§ Source document

>>>

Regarding Social Security Benefits, What Widows and Ex-Spouses Must Know

Social Security benefits are majorly important -- on that point everyone can agree.

You may be a dualie, and you don't even know it. The problem with that lack of knowledge is that it could cost you tens of thousands of dollars in retirement when it comes to Social Security benefits.

What is a dualie? It's term coined by Andy Landis, a Seattle-based author ofSocial Security: The Inside Story.It stands for someone who's eligible for getting Social Security benefits in more than one way -- dual eligibility.

That means not only can you draw from benefits from your own work history, you're also eligible to draw from a spouse or former spouse who worked and earn benefits. That spouse may either be living or deceased.

Most people aren't dual eligible but that's because they don't take advantage of the opportunity and forgo the extra benefits many times without knowing it, Landis says.

"For a typical person it's not a big deal, but there are some people it would be a big difference for," Landis says. "Most people sign up for Social Security before they turn 66 and the most common claiming age is 62. When you do that, there's no special planning strategies available because if you are under 66 and eligible as a spouse, you have to file for both of them at the same time (and not receive the dualie benefits). But if you're a widow, married and have an ex-spouse and can wait until 66, you have some choices that other people don't have."

In other words, the push to get people to wait to file for Social Security benefits is worth it when it comes to dual eligibility.

Landis says people may find out about what they're eligible before when they file for Social Security, but there's no guarantee of that. If they know the rules beforehand, they can do some planning and maximize their payments, he says.

"It might be too late when they go talk to Social Security," Landis says.

A dualie is eligible two different ways, Landis says.

<<<

§ Work to complete
a – Print the passage of the Social Security benefits article that opens with the words containing "What is a dualie?" and closes with "living or deceased.".
b – According to the Social Security benefits article, what is the most common age at which people claim Social Security?

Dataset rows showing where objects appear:
>>>

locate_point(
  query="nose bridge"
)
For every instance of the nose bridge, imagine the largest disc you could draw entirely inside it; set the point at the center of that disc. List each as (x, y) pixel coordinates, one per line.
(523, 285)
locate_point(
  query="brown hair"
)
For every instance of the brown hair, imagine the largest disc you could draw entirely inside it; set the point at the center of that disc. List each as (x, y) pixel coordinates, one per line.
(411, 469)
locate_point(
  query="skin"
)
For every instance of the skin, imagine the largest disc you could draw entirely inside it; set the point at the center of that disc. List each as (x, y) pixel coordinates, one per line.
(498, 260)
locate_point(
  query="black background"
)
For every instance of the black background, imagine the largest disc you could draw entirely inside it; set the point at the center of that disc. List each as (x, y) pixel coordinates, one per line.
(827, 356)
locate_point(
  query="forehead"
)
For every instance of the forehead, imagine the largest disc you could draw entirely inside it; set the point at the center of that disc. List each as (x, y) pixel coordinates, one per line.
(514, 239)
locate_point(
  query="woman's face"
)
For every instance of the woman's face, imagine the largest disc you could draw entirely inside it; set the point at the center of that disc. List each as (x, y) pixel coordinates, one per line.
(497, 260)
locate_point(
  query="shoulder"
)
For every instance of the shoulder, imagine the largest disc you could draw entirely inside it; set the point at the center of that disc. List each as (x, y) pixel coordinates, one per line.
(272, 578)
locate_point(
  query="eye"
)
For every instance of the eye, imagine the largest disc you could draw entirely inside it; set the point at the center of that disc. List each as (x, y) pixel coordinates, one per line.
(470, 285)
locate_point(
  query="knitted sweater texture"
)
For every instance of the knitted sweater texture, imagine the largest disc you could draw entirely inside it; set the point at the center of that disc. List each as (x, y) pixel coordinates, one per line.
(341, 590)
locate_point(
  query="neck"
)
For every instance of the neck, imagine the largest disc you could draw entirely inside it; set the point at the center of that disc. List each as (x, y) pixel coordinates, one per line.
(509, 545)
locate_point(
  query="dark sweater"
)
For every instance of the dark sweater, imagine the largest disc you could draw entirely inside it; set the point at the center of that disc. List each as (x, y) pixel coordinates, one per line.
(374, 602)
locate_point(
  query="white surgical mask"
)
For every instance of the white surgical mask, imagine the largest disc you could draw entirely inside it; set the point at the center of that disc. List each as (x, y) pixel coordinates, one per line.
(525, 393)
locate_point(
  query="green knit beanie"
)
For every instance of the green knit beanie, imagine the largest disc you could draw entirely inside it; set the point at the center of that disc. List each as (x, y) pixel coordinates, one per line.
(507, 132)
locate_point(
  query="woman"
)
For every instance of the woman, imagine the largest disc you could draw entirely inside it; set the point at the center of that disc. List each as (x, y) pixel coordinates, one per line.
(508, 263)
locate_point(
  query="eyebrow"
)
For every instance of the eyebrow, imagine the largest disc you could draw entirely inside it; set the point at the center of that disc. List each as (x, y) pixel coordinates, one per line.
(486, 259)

<<<

§ Set of answers
a –
What is a dualie? It's term coined by Andy Landis, a Seattle-based author ofSocial Security: The Inside Story.It stands for someone who's eligible for getting Social Security benefits in more than one way -- dual eligibility.

That means not only can you draw from benefits from your own work history, you're also eligible to draw from a spouse or former spouse who worked and earn benefits. That spouse may either be living or deceased.

b – 62